Document text →

<<<<

We think of biology as something that changes very slowly, if at all. Since the beginning of time, we think, girls have menstruated, grown up into women, entered perimenopause, and then, at some point, achieved menopause. And then…

This is where the big change (no pun intended!) has happened. Our life expectancies have increased dramatically. Only 100 years ago, it was typical for women to die before they reached menopause. Our generation, in contrast, will live a third of our average-75-year lives post-menopause. Our granddaughters (born in 2000 or later) could be post-menopausal for closer to half of their 80-year-plus lives.

A third of our lives post-menopause? That’s good reason to make sure we women know that menopause is not the end of our sex lives. Sex is good for our health: it bolsters our immune systems, releases good hormones, helps protect (like other exercise) against heart attack and stroke, burns calories, relieves chronic pain.

Sex is good for our mental health, too, protecting us against depression and stimulating feelings of affection and intimacy. And sexuality is part of our identities, part of what we are.

>>>>

Record extracts →

<<<<

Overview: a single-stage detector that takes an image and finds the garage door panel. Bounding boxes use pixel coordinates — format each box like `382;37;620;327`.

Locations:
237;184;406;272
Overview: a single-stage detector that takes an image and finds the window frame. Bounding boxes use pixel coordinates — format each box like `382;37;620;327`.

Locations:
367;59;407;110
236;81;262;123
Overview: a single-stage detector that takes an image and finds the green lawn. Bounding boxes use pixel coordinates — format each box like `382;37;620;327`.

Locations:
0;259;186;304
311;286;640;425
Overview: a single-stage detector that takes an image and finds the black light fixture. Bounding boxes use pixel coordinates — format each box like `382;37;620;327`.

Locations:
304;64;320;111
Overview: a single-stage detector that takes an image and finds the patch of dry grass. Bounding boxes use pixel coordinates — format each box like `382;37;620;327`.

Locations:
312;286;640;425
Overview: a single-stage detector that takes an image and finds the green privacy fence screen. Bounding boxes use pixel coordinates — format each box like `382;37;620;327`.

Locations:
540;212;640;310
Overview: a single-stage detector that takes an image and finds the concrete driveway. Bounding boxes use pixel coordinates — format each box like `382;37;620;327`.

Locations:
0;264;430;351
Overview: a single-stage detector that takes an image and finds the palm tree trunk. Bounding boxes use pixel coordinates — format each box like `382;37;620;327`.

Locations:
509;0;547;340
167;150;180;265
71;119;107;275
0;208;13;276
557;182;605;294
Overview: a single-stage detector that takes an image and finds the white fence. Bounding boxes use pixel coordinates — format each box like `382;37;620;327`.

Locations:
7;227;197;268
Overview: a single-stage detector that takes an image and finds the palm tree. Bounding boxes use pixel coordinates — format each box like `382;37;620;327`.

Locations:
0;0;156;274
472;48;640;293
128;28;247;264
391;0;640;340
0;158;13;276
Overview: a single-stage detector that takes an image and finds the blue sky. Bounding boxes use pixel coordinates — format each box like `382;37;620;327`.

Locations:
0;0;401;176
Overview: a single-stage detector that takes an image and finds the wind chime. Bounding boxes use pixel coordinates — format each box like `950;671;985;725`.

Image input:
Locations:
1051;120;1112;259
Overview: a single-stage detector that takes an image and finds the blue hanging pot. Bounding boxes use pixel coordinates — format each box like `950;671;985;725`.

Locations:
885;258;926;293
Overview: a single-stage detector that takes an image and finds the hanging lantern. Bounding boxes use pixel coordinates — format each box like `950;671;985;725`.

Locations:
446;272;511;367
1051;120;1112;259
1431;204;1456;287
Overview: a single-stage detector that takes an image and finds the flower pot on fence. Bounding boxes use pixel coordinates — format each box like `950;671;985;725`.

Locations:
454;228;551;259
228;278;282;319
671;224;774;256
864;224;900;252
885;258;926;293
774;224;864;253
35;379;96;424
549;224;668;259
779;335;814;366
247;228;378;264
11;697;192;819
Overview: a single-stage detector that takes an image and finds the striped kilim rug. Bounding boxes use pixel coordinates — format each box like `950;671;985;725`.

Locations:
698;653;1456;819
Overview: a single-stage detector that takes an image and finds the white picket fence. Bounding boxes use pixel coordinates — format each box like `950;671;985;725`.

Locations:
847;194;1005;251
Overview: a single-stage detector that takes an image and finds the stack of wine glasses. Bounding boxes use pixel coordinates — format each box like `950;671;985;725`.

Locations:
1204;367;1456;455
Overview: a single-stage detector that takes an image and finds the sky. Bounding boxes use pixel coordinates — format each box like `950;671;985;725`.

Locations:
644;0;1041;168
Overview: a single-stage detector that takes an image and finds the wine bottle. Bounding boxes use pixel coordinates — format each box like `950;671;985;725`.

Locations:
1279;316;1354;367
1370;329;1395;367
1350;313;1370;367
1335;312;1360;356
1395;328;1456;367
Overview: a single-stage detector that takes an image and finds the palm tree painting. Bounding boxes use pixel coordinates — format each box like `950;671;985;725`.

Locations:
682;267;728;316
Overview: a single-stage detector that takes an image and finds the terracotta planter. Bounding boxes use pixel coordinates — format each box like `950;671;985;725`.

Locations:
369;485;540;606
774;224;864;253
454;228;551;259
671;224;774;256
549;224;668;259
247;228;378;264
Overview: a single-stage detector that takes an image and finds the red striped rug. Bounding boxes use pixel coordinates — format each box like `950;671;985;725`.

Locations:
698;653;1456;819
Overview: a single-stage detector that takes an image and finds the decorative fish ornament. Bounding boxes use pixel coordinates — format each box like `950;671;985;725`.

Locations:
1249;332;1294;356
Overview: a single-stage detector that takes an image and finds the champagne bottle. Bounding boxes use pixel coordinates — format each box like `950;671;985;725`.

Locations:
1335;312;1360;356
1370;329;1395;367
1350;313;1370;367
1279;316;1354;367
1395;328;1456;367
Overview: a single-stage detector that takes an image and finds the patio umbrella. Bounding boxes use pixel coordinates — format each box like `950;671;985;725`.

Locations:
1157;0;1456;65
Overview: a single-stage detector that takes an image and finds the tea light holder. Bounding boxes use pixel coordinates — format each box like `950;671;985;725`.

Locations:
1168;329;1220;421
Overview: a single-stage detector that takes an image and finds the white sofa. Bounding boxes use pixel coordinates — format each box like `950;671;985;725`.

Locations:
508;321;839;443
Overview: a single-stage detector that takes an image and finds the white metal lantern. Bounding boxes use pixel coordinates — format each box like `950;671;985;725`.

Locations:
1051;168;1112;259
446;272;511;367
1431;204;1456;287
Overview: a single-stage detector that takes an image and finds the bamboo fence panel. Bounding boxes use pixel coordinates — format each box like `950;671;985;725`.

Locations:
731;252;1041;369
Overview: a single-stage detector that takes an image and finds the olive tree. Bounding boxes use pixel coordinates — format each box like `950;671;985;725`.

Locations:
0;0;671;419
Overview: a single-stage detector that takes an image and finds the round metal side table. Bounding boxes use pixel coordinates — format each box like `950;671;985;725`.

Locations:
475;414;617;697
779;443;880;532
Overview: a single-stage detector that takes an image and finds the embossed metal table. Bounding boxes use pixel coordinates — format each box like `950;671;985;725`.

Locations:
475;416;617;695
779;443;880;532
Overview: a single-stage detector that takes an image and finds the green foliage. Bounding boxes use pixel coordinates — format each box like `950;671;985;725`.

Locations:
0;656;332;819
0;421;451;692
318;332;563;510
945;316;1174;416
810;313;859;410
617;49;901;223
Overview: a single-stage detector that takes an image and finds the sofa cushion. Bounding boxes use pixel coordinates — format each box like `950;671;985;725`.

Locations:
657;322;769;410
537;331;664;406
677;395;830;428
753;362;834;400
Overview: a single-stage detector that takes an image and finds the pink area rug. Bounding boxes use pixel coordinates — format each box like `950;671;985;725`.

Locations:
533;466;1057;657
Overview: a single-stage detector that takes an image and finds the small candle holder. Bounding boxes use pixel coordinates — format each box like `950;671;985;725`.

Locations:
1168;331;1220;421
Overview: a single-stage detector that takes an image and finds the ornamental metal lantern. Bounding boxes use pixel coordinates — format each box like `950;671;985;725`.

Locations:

>>>>

Exercise tasks →
1. Decide whether each statement below agrees with the passage about menopause. Answer yes or no for each, and quote the exact words from the passage that decide it.
(a) A century ago, women typically lived beyond menopause.
(b) Sex is said to help relieve chronic pain.
(c) Granddaughters born in 2000 or later could spend close to half their lives post-menopause.
2. Pick up the passage about menopause after its final sentence and carry it on in the same voice.

Exercise responses →
1.
(a) No: "Only 100 years ago, it was typical for women to die before they reached menopause."
(b) Yes: "relieves chronic pain."
(c) Yes: "Our granddaughters (born in 2000 or later) could be post-menopausal for closer to half of their 80-year-plus lives."

2.
Sex is part of a life that is not just longer, but happier.

It’s a research report I read recently that’s brought all this to mind. Most of the REVEAL (Revealing Vaginal Effects at Mid-Life) study participants said they weren’t aware of all the effects of menopause—on their vaginal tissues, in particular. Eighty percent of the participants who experienced painful intercourse said they’ve “learned to live with the vulvar and vaginal symptoms… as a normal part of getting older.” And 61 percent of those women felt it was “still taboo” to acknowledge menopause symptoms like painful intercourse.

Live with this for a third of our lives? Give up on—or suffer through—an aspect of who we are and what makes us happy? I don’t think so.

I often use a reading glasses analogy: When, as a part of aging, our eyesight is less acute, we get reading glasses, or a stronger prescription, or bi- or tri-focals. We joke about the type size on menus, and we ask for more light in the restaurant. We don’t give up on seeing! There’s too much of life still before us.

We need to understand the changes that are affecting us. We need to know there are ways to compensate—as with reading glasses—so that we can maintain our sexuality. And we need to let go of the notion that our health and happiness for a third of our lives is somehow a “taboo” subject to talk about—with our partners, our friends, our health care providers.